Write out the material below again, substituting "keypoint detection" for every occurrence of "point localization" and keeping everything else the same.
-- START Raw records --
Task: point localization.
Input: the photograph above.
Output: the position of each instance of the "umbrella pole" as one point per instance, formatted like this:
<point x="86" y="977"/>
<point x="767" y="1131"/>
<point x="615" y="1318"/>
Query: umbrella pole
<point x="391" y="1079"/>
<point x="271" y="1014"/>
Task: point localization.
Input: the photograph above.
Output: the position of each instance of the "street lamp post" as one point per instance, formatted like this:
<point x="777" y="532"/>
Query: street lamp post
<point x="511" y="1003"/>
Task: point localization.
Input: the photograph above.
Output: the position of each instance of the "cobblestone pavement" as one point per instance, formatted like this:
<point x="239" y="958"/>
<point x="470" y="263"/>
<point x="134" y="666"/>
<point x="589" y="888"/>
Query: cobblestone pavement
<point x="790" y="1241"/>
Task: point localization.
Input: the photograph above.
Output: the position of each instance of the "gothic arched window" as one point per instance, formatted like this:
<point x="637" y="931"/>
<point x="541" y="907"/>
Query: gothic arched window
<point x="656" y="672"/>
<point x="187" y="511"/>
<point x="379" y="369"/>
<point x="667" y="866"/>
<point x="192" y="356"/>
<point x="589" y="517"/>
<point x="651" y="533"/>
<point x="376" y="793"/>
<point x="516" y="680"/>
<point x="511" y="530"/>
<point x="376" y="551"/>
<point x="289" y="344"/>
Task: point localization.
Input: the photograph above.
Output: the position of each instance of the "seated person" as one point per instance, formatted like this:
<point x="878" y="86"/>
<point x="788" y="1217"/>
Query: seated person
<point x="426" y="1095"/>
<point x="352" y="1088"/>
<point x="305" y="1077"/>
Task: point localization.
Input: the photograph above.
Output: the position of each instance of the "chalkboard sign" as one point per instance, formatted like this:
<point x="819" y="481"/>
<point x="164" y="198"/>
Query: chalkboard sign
-- END Raw records --
• **Exercise solution**:
Task: keypoint detection.
Input: the photograph above.
Output: the position of each instance of the "umbrella pole" as one point per instance, formatted like this:
<point x="86" y="977"/>
<point x="767" y="1131"/>
<point x="615" y="1318"/>
Query: umbrella pole
<point x="391" y="1079"/>
<point x="271" y="1014"/>
Task: keypoint detection.
Input: the photograph above.
Output: the position of each instance of the "street lamp post" as one point per instance, formatted like this:
<point x="777" y="532"/>
Query: street lamp post
<point x="511" y="1003"/>
Task: keypoint detection.
Input: the photograph above.
Output: the position of each instance of the "cobblestone pavement" as one point per instance, formatted like this:
<point x="239" y="958"/>
<point x="470" y="263"/>
<point x="134" y="666"/>
<point x="589" y="888"/>
Query: cobblestone pavement
<point x="790" y="1241"/>
Task: keypoint detection.
Input: the photograph above.
Output: the position of each instance of the "gothic arched window" as one point per instance, formatted like this:
<point x="637" y="931"/>
<point x="541" y="907"/>
Query: gothic arched window
<point x="656" y="672"/>
<point x="187" y="511"/>
<point x="379" y="369"/>
<point x="667" y="866"/>
<point x="192" y="356"/>
<point x="589" y="517"/>
<point x="651" y="533"/>
<point x="376" y="793"/>
<point x="516" y="680"/>
<point x="511" y="530"/>
<point x="376" y="551"/>
<point x="289" y="344"/>
Task: keypoint detection.
Input: the photograph above.
Output: the position of each instance of the "seated person" as one point per instance, formatted like this:
<point x="878" y="86"/>
<point x="788" y="1217"/>
Query: seated person
<point x="426" y="1095"/>
<point x="352" y="1088"/>
<point x="305" y="1077"/>
Task: keypoint detection.
Input: the photograph above.
Output: the position of each instance of the "chalkboard sign" as one point per instance, formatted like this:
<point x="819" y="481"/>
<point x="164" y="198"/>
Query: chalkboard sign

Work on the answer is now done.